• [THE TASK]: Before you return the lines below, strip out any images and keep every word as written.

• [SOURCE MATERIAL]:
■ ■ ■ ■ ■
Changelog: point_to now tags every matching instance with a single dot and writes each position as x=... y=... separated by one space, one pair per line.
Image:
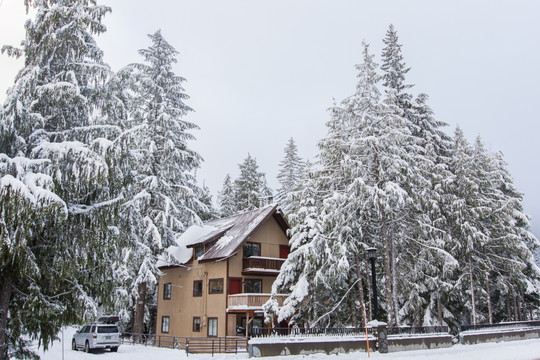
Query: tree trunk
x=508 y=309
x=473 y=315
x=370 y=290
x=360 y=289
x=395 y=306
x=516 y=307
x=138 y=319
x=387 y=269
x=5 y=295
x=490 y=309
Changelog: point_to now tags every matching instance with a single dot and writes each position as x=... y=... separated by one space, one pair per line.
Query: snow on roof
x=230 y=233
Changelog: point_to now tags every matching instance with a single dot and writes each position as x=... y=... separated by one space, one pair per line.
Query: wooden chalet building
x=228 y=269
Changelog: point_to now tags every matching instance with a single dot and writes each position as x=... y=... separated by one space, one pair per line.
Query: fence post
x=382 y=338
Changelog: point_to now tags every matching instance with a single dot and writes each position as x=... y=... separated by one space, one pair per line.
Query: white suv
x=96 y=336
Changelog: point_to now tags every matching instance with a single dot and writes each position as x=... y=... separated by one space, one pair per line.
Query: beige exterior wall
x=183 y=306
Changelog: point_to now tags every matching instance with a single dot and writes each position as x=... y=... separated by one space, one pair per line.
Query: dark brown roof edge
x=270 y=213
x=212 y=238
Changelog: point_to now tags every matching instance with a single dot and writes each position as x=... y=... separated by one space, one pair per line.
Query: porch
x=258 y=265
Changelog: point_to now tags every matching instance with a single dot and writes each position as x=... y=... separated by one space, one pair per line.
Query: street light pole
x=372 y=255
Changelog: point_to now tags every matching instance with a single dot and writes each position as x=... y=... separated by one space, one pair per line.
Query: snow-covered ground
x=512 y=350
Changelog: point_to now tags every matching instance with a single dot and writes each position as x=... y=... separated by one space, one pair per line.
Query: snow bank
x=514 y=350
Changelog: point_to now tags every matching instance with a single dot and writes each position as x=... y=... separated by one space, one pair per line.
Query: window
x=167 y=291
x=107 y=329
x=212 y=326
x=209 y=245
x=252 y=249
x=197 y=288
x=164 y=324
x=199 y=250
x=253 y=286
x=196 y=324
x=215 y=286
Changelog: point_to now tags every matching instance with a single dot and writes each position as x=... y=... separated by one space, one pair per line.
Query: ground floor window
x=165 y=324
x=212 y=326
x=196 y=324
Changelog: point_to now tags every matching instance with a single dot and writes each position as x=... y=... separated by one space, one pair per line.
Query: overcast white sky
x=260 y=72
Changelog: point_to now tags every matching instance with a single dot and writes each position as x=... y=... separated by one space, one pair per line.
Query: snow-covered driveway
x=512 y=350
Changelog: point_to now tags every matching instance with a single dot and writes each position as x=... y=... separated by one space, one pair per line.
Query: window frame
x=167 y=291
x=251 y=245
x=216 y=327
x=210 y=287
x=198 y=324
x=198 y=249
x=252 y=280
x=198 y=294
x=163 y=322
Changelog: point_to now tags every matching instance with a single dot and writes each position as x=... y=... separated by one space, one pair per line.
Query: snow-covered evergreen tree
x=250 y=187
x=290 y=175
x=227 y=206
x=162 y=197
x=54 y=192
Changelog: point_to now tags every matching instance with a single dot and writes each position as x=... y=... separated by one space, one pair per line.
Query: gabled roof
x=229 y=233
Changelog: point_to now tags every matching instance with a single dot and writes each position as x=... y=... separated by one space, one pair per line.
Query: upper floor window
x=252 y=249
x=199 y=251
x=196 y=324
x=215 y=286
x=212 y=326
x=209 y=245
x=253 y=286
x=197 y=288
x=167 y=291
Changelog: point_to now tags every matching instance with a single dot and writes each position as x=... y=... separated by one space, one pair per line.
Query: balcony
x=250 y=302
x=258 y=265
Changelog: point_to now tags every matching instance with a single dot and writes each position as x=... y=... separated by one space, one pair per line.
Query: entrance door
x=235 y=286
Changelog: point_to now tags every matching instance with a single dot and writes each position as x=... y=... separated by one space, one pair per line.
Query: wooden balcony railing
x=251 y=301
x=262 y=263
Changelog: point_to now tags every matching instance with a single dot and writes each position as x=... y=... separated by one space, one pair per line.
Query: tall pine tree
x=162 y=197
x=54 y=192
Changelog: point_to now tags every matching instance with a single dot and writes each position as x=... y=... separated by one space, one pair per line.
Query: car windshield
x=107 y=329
■ ■ ■ ■ ■
• [SOLUTION TO THIS TASK]:
Changelog: point_to now tags every matching instance with a single dot and writes each position as x=... y=... separated by one space, one pair per line.
Image:
Query: tree trunk
x=508 y=309
x=473 y=315
x=370 y=290
x=360 y=289
x=395 y=306
x=516 y=307
x=138 y=319
x=387 y=269
x=5 y=295
x=490 y=309
Changelog: point_to now tags every matching instance with a single dot and writes each position as x=... y=... separated by one space, one pair per line.
Query: snow on roof
x=230 y=233
Changelog: point_to now tags every matching instance with a single dot and writes each position as x=... y=... separated by one space, one pair per line.
Query: wooden chalet building
x=228 y=269
Changelog: point_to now tags every matching instance with a single dot and writes each position as x=... y=... separated by one space, one pair per line.
Query: fence post
x=382 y=338
Changelog: point_to now tags every matching instance with a single dot and writes each position as x=... y=... separated by one space, one pair per line.
Query: white suv
x=96 y=336
Changelog: point_to now tags every matching instance with a single dot and writes each position as x=... y=... separated by one space, one pair per line.
Query: beige exterior wall
x=183 y=306
Changelog: point_to now tags every matching instance with a single dot and writes each position as x=... y=... separated by one space, one pair per line.
Query: dark brown roof edge
x=270 y=213
x=212 y=238
Changelog: point_to now tags every matching instance with a single dot and writes each position as x=... y=... separated by one space, one pair per line.
Query: porch
x=258 y=265
Changelog: point_to now tags every matching instance with a single dot and writes each position as x=... y=... separated by one space, one pair per line.
Query: street light pole
x=372 y=255
Changelog: point_to now tags every matching instance with a single dot and writes each position as x=... y=... separated by one space, one pair per line.
Query: snow-covered ground
x=512 y=350
Changelog: point_to now tags every matching instance with a single dot and writes each position as x=... y=... separated by one space, one pair per line.
Query: snow bank
x=514 y=350
Changelog: point_to now tags every matching instance with a single dot and writes each position as x=... y=... separated by one space, one pair per line.
Query: window
x=167 y=291
x=107 y=329
x=212 y=326
x=209 y=245
x=252 y=249
x=197 y=288
x=164 y=324
x=199 y=250
x=253 y=286
x=196 y=324
x=215 y=286
Changelog: point_to now tags every matching instance with a single dot and writes each position as x=... y=... separated by one space, one pair per line.
Query: ground floor window
x=165 y=324
x=212 y=326
x=196 y=324
Changelog: point_to now tags every matching instance with a single dot and writes each position as x=... y=... separated by one space, one pair per line.
Query: overcast white sky
x=260 y=72
Changelog: point_to now tags every matching instance with a single dot and writes each position as x=... y=... separated by one space, one pair per line.
Query: snow-covered driveway
x=512 y=350
Changelog: point_to now tags every matching instance with a single dot and writes each position as x=... y=... separated by one space, one pair per line.
Query: window frame
x=167 y=291
x=251 y=245
x=216 y=327
x=210 y=287
x=198 y=324
x=198 y=249
x=252 y=280
x=198 y=294
x=163 y=322
Changelog: point_to now tags every matching instance with a single dot and writes each position as x=... y=... separated by one space, one pair per line.
Query: snow-covered evergreen tree
x=250 y=187
x=290 y=175
x=227 y=206
x=162 y=197
x=54 y=192
Changelog: point_to now tags every matching instance with a single dot and writes each position as x=... y=... separated by one space, one pair per line.
Query: gabled roof
x=229 y=233
Changelog: point_to now tags every matching instance with a single dot and writes each position as x=... y=... separated by one space, one pair per line.
Query: upper floor window
x=252 y=249
x=199 y=251
x=196 y=324
x=215 y=286
x=212 y=326
x=209 y=245
x=253 y=286
x=197 y=288
x=167 y=291
Changelog: point_to now tags every matching instance with a single dot and writes each position as x=... y=... separated by one space, one pair per line.
Query: balcony
x=250 y=302
x=258 y=265
Changelog: point_to now tags every matching instance with a single dot and writes each position as x=... y=... separated by one space, one pair per line.
Query: entrance door
x=235 y=286
Changelog: point_to now tags every matching instance with a single dot and writes each position as x=... y=... separated by one space, one pair per line.
Query: wooden balcony railing
x=251 y=301
x=262 y=263
Changelog: point_to now tags every matching instance with a single dot and writes each position as x=... y=... separated by one space, one pair per line.
Query: tall pine tree
x=162 y=197
x=54 y=192
Changelog: point_to now tags every matching instance with a single dot and writes each position as x=... y=... separated by one space, one pair per line.
Query: car windshield
x=107 y=329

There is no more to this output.